Problem description → Collect each line in the entries below that contains the word "wall" and copy every such line in full.

Given data →
----

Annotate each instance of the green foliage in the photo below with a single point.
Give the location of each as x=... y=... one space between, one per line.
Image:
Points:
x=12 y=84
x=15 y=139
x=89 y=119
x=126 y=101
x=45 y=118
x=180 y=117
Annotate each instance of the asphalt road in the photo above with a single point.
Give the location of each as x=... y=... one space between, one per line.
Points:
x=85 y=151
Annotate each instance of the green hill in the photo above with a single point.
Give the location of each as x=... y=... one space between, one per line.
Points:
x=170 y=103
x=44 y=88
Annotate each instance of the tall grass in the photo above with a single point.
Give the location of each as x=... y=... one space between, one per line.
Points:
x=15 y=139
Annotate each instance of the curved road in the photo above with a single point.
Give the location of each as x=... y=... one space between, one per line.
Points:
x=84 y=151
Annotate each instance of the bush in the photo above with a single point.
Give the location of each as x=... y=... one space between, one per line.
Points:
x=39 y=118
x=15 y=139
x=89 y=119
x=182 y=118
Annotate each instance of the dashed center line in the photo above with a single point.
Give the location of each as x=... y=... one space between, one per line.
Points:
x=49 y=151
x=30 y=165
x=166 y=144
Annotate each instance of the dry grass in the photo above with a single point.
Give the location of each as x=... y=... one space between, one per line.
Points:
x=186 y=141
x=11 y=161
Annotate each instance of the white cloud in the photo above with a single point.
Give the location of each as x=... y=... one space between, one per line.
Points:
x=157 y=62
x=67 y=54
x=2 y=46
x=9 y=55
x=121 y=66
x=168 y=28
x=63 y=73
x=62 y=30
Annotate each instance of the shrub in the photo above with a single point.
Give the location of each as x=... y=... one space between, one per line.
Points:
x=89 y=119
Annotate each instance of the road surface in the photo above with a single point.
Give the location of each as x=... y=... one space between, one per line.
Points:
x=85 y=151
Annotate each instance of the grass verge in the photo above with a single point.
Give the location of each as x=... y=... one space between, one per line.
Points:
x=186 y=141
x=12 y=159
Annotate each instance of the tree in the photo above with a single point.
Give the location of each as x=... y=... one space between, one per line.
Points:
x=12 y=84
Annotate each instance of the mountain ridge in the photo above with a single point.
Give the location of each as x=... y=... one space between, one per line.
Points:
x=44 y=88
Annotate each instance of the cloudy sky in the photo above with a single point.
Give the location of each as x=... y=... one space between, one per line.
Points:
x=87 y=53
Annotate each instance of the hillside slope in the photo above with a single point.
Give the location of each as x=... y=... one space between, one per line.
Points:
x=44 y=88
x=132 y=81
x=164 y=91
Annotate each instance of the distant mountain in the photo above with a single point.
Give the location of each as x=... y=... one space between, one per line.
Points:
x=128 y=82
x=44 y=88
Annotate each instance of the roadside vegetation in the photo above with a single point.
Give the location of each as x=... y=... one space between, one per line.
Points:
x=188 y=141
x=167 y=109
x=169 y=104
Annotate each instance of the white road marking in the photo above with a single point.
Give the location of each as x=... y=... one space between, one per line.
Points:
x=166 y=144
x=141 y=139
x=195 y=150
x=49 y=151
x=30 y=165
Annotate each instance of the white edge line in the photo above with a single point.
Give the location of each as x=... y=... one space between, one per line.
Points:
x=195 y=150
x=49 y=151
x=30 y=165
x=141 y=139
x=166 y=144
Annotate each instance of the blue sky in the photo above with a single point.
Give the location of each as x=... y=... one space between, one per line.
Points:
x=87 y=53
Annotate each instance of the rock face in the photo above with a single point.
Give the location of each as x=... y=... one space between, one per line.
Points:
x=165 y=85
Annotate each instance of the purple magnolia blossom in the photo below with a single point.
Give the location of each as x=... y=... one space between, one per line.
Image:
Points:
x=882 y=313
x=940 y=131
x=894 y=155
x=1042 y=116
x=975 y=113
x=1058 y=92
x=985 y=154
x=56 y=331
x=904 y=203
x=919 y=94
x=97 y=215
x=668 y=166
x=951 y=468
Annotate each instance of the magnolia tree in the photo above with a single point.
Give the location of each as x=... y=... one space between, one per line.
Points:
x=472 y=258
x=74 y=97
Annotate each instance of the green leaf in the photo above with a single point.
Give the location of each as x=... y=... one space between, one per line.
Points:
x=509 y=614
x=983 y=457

----

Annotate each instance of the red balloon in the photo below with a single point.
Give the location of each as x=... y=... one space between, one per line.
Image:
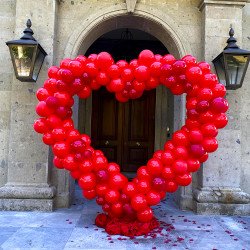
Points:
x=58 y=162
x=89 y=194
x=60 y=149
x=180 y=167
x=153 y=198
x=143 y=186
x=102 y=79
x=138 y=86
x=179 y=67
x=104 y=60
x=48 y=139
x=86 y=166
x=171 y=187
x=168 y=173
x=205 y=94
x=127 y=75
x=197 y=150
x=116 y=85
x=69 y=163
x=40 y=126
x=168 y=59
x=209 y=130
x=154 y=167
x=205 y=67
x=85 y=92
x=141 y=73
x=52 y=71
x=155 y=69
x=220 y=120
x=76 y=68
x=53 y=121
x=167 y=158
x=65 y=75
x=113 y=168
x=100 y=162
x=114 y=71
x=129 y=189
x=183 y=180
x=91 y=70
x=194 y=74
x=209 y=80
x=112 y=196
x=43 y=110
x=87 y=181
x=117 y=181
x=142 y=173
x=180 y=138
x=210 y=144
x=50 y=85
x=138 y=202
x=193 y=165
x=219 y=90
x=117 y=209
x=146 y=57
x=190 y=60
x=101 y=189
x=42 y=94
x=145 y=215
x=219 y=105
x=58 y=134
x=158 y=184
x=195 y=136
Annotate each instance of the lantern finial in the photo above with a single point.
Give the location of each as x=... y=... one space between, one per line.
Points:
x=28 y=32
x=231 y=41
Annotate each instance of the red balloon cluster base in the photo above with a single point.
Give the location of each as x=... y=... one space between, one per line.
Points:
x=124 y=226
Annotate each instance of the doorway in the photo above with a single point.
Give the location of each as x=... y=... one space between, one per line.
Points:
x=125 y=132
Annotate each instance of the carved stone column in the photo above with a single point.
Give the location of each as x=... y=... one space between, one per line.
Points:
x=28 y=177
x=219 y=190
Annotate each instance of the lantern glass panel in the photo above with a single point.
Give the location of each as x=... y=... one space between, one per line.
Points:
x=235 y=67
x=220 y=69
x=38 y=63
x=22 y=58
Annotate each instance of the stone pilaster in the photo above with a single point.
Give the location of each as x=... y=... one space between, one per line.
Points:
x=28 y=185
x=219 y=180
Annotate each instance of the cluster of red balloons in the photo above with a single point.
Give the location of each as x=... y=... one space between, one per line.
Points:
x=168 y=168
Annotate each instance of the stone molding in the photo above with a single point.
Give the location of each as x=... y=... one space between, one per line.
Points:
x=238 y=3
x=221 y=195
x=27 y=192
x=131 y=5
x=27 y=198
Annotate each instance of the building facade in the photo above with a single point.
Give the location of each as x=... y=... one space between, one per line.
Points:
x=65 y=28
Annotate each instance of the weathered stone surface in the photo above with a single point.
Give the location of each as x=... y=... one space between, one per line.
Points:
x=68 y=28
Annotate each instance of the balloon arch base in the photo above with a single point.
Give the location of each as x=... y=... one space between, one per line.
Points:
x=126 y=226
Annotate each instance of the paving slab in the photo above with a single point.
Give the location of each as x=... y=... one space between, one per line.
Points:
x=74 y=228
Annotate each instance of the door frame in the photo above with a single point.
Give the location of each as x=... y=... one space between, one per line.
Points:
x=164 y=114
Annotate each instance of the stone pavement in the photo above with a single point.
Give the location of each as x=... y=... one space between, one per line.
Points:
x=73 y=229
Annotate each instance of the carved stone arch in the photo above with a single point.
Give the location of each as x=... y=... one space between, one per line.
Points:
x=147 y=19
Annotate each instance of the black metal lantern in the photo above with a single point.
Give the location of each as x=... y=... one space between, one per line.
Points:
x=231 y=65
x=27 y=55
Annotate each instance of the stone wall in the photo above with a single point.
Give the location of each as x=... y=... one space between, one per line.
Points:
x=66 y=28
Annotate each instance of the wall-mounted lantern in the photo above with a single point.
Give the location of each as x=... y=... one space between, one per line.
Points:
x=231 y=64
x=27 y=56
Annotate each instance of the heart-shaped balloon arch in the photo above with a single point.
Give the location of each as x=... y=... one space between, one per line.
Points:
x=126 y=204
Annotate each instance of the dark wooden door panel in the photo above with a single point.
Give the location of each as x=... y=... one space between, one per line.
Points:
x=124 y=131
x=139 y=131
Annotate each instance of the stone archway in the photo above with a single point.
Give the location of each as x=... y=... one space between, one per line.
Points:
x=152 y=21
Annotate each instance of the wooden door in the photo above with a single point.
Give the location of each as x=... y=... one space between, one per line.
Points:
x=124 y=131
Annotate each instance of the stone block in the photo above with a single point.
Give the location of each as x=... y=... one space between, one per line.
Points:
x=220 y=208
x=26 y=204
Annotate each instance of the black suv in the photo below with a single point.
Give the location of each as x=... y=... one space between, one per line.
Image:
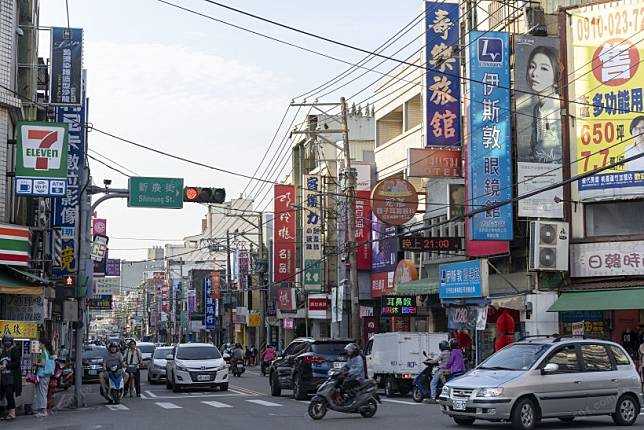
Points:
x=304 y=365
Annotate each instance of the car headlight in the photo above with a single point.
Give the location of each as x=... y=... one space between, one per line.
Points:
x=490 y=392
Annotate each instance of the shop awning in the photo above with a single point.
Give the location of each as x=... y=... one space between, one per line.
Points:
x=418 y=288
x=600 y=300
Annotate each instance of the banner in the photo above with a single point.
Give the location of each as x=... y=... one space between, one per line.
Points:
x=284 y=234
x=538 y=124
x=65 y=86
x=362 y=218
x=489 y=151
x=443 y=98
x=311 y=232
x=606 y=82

----

Answer to this task →
Annotate each instance of the stone wall in the photo above with a single point.
Annotate each instance of the wall-mounted lantern in the photo above with a single point.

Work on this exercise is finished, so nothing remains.